==== Records to use

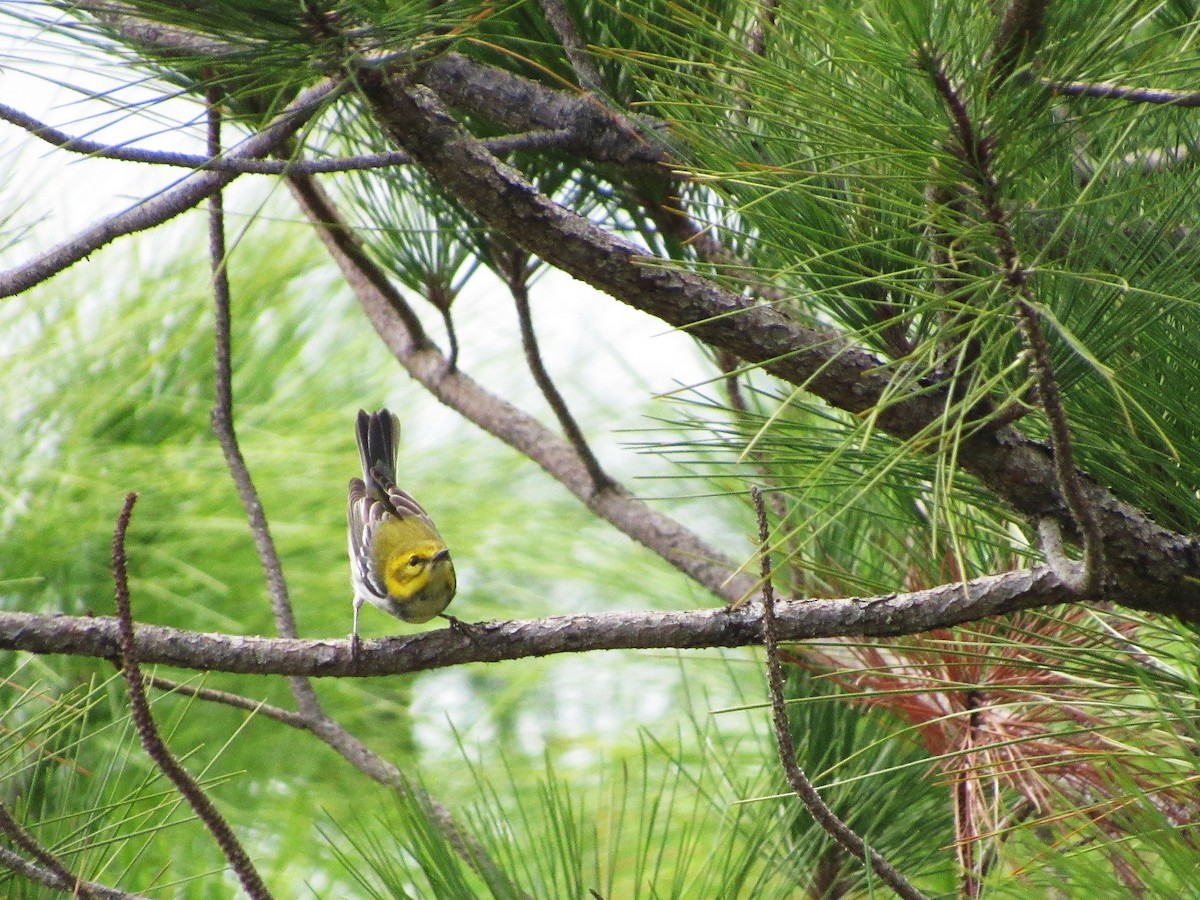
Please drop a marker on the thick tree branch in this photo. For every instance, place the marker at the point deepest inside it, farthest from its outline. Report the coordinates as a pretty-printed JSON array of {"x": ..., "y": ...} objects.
[
  {"x": 517, "y": 103},
  {"x": 497, "y": 641},
  {"x": 1129, "y": 94}
]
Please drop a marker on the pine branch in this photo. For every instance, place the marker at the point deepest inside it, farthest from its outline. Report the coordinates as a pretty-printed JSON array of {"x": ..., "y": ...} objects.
[
  {"x": 55, "y": 137},
  {"x": 169, "y": 203},
  {"x": 148, "y": 732},
  {"x": 401, "y": 331},
  {"x": 40, "y": 875},
  {"x": 496, "y": 641},
  {"x": 54, "y": 871},
  {"x": 799, "y": 783}
]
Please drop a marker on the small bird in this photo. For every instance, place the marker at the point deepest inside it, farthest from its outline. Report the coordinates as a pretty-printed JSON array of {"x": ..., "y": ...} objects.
[{"x": 399, "y": 561}]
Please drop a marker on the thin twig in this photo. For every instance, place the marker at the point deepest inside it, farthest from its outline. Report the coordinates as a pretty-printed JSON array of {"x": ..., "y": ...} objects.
[
  {"x": 55, "y": 137},
  {"x": 55, "y": 868},
  {"x": 1119, "y": 91},
  {"x": 799, "y": 783},
  {"x": 169, "y": 203},
  {"x": 1019, "y": 33},
  {"x": 148, "y": 732},
  {"x": 223, "y": 420},
  {"x": 297, "y": 720},
  {"x": 17, "y": 863},
  {"x": 516, "y": 271}
]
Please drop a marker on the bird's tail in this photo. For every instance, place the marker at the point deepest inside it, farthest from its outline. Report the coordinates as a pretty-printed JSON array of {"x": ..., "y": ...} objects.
[{"x": 378, "y": 438}]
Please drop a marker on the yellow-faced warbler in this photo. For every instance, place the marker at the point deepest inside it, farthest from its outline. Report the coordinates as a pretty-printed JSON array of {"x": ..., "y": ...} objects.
[{"x": 399, "y": 561}]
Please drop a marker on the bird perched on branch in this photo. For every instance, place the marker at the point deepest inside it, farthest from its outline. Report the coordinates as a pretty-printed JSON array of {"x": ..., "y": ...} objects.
[{"x": 399, "y": 561}]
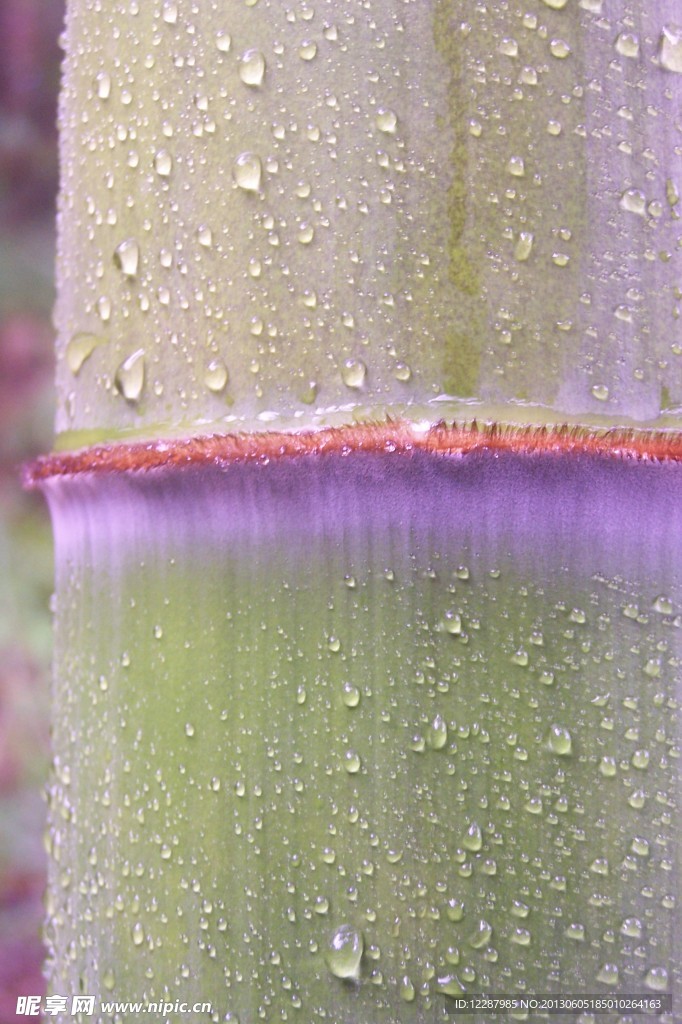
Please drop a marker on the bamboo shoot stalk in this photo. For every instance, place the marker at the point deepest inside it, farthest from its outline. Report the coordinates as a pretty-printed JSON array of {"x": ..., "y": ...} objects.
[{"x": 355, "y": 714}]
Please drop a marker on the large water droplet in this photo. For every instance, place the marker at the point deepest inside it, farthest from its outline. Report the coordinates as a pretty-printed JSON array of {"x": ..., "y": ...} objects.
[
  {"x": 345, "y": 952},
  {"x": 252, "y": 68},
  {"x": 247, "y": 171},
  {"x": 163, "y": 163},
  {"x": 386, "y": 121},
  {"x": 670, "y": 48},
  {"x": 126, "y": 257},
  {"x": 130, "y": 376},
  {"x": 216, "y": 376},
  {"x": 353, "y": 373}
]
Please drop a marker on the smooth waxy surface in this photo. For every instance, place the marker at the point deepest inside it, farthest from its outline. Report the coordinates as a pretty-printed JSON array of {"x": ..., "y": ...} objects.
[
  {"x": 359, "y": 734},
  {"x": 298, "y": 215}
]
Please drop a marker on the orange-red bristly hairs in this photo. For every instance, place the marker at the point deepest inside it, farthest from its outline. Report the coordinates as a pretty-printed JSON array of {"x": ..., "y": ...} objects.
[{"x": 392, "y": 436}]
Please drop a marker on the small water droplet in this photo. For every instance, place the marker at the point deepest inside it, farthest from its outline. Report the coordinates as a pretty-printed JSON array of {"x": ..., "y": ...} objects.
[
  {"x": 223, "y": 41},
  {"x": 205, "y": 236},
  {"x": 559, "y": 48},
  {"x": 627, "y": 45},
  {"x": 307, "y": 50},
  {"x": 386, "y": 121},
  {"x": 247, "y": 171},
  {"x": 352, "y": 762},
  {"x": 634, "y": 201},
  {"x": 216, "y": 376},
  {"x": 656, "y": 978},
  {"x": 345, "y": 952},
  {"x": 169, "y": 12},
  {"x": 126, "y": 257},
  {"x": 353, "y": 373},
  {"x": 523, "y": 246},
  {"x": 664, "y": 605},
  {"x": 436, "y": 735},
  {"x": 163, "y": 163},
  {"x": 560, "y": 741},
  {"x": 129, "y": 377},
  {"x": 351, "y": 695},
  {"x": 407, "y": 989},
  {"x": 252, "y": 68},
  {"x": 103, "y": 84},
  {"x": 481, "y": 935},
  {"x": 473, "y": 839},
  {"x": 80, "y": 348}
]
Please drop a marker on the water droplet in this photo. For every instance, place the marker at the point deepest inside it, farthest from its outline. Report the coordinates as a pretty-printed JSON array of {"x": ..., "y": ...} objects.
[
  {"x": 407, "y": 989},
  {"x": 640, "y": 760},
  {"x": 103, "y": 85},
  {"x": 351, "y": 695},
  {"x": 345, "y": 952},
  {"x": 608, "y": 974},
  {"x": 523, "y": 246},
  {"x": 216, "y": 375},
  {"x": 247, "y": 171},
  {"x": 509, "y": 47},
  {"x": 452, "y": 623},
  {"x": 163, "y": 163},
  {"x": 103, "y": 308},
  {"x": 559, "y": 740},
  {"x": 436, "y": 735},
  {"x": 126, "y": 257},
  {"x": 205, "y": 236},
  {"x": 632, "y": 927},
  {"x": 307, "y": 50},
  {"x": 634, "y": 202},
  {"x": 473, "y": 839},
  {"x": 481, "y": 936},
  {"x": 352, "y": 762},
  {"x": 252, "y": 68},
  {"x": 169, "y": 12},
  {"x": 386, "y": 121},
  {"x": 80, "y": 348},
  {"x": 559, "y": 48},
  {"x": 130, "y": 376},
  {"x": 656, "y": 978},
  {"x": 670, "y": 48},
  {"x": 664, "y": 605},
  {"x": 223, "y": 41},
  {"x": 627, "y": 44},
  {"x": 353, "y": 373}
]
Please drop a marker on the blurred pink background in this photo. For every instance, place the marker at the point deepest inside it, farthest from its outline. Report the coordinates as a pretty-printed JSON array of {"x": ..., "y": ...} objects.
[{"x": 29, "y": 82}]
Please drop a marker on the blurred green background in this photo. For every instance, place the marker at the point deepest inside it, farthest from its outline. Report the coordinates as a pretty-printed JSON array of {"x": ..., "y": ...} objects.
[{"x": 29, "y": 83}]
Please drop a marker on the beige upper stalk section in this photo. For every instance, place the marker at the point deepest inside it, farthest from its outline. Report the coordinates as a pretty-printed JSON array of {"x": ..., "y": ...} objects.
[{"x": 286, "y": 214}]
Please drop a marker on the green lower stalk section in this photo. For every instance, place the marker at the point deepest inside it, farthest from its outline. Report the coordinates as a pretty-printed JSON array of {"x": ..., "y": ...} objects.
[{"x": 344, "y": 740}]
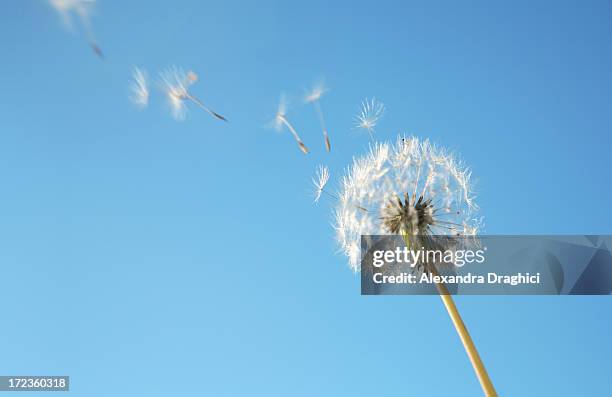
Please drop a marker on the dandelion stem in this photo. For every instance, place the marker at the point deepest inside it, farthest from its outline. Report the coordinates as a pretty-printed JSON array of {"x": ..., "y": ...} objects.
[
  {"x": 322, "y": 121},
  {"x": 303, "y": 147},
  {"x": 464, "y": 335},
  {"x": 204, "y": 107}
]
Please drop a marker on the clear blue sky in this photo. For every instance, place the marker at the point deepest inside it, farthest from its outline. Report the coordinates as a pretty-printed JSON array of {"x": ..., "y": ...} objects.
[{"x": 145, "y": 256}]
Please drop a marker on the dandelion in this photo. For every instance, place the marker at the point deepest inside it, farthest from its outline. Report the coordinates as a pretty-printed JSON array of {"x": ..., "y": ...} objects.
[
  {"x": 83, "y": 9},
  {"x": 413, "y": 189},
  {"x": 320, "y": 181},
  {"x": 314, "y": 97},
  {"x": 371, "y": 112},
  {"x": 281, "y": 120},
  {"x": 139, "y": 89},
  {"x": 175, "y": 83}
]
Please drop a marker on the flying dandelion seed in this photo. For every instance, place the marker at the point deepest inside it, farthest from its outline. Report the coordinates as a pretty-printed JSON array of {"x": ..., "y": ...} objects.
[
  {"x": 321, "y": 180},
  {"x": 371, "y": 112},
  {"x": 314, "y": 97},
  {"x": 416, "y": 190},
  {"x": 175, "y": 83},
  {"x": 83, "y": 9},
  {"x": 139, "y": 88},
  {"x": 281, "y": 120}
]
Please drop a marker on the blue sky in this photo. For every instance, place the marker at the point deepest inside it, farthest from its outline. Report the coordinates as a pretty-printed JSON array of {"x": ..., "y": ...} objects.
[{"x": 147, "y": 256}]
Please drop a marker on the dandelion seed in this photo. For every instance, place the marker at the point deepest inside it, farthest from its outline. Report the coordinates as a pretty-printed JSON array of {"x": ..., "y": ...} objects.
[
  {"x": 83, "y": 9},
  {"x": 281, "y": 120},
  {"x": 175, "y": 83},
  {"x": 417, "y": 190},
  {"x": 321, "y": 180},
  {"x": 314, "y": 97},
  {"x": 371, "y": 112},
  {"x": 139, "y": 88},
  {"x": 411, "y": 188}
]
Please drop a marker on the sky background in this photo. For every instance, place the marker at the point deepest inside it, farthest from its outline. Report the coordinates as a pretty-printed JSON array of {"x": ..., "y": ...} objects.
[{"x": 145, "y": 256}]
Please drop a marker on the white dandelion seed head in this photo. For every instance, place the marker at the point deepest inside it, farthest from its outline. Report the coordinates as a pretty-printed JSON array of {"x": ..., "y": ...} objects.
[
  {"x": 281, "y": 112},
  {"x": 174, "y": 82},
  {"x": 315, "y": 93},
  {"x": 139, "y": 88},
  {"x": 411, "y": 186},
  {"x": 82, "y": 8},
  {"x": 370, "y": 113},
  {"x": 320, "y": 181}
]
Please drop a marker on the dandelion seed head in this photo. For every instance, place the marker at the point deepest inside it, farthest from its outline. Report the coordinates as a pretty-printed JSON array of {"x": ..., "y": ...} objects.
[
  {"x": 175, "y": 83},
  {"x": 279, "y": 118},
  {"x": 65, "y": 7},
  {"x": 371, "y": 112},
  {"x": 320, "y": 181},
  {"x": 139, "y": 88},
  {"x": 410, "y": 187}
]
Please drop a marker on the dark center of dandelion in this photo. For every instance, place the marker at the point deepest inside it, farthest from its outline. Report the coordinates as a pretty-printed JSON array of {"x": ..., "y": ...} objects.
[{"x": 401, "y": 216}]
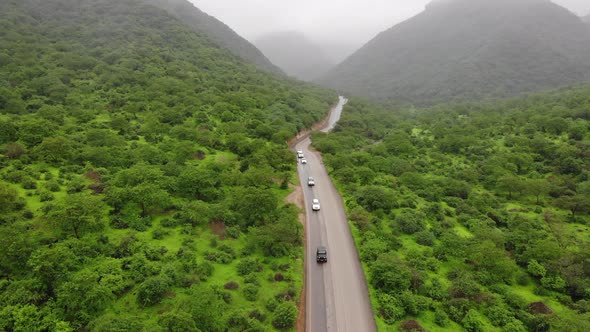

========

=== Task prompt ===
Please show each line of the data above that contains the word "branch", copying every such line in full.

=== Result ===
Please drop a marker on the thick tree branch in this photo. For every instance, place the marker at the point deepest inside it, farthest from its outline. Report the coordinates as a pretty-printed JSON array of {"x": ..., "y": ...} objects.
Please drop a marker on the pine branch in this photo. For every instance, place the marker at the point deepest inside it, farthest from its outline. Report the coordinates as a pretty-printed JSON array of {"x": ..., "y": ...} objects.
Please drop a marker on the bird perched on branch in this photo. For every instance, place the marker at the point deepest inside it, farthest from its outline. Report the coordinates as a pretty-printed JSON array of {"x": ..., "y": ...} objects.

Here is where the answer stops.